WORK REQUEST:
Whatever the records hold, copy it exactly and completely.

***** DATA TO USE *****

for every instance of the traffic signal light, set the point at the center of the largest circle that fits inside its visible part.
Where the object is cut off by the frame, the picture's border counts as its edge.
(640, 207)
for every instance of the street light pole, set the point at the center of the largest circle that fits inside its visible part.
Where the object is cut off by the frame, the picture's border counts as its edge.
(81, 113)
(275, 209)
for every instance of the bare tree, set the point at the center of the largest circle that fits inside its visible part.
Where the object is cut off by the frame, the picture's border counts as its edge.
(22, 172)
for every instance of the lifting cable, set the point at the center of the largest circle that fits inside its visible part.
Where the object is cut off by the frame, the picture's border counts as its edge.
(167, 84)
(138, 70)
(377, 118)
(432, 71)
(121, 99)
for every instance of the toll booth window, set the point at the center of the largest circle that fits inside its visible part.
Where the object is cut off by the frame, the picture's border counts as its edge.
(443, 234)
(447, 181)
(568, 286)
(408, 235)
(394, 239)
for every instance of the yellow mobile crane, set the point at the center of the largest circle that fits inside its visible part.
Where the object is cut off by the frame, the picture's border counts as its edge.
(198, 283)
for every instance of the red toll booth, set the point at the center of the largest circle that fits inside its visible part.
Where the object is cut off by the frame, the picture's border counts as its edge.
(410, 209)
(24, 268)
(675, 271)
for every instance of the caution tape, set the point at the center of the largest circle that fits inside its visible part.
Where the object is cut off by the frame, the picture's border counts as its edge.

*****

RESPONSE TO THE TASK:
for every instance of the traffic signal light, set the point at the center of the largest circle that fits inside its visible part.
Where the object is cut off by the frame, the picture's border counts as its edge.
(640, 207)
for every instance of the street light pole, set the point at the center of the largest circle that fits inside its visible part.
Where the object is cut off by the frame, the picture's border counts as its edge.
(81, 113)
(275, 209)
for every instance of the bare tree, set the point at the center of the largest circle that fits inside its visible part.
Where the object is cut off by the frame, the picture's border counts as its edge.
(22, 172)
for every instance of the lifting cable, set the point at the center of the largest circle that fits inside its visible part.
Where the object is cut off by the frame, the picture's border counts as its edge.
(167, 84)
(138, 70)
(377, 118)
(432, 71)
(121, 99)
for every instance of the toll booth window, set the point at the center of the largest circle that fits inside its visible part.
Where the object is cut off by the frame, the picture's border counts as its edge.
(443, 234)
(447, 181)
(568, 286)
(408, 235)
(394, 239)
for every instance of the yellow mobile crane, set the point at the center of the largest circle that fits inside its visible part.
Where the object is cut off by the frame, the picture's border counts as its edge.
(198, 283)
for every instance of the red toll booth, set the point at the center of the largest circle that fits inside its visible part.
Where the object is cut off by the frame, the picture's border counts as its edge.
(410, 209)
(24, 268)
(675, 271)
for every instance of the caution tape, set the point at the center of the largest circle that fits inside its visible part.
Where the object is cut off by the frame, the picture's border counts as its edge.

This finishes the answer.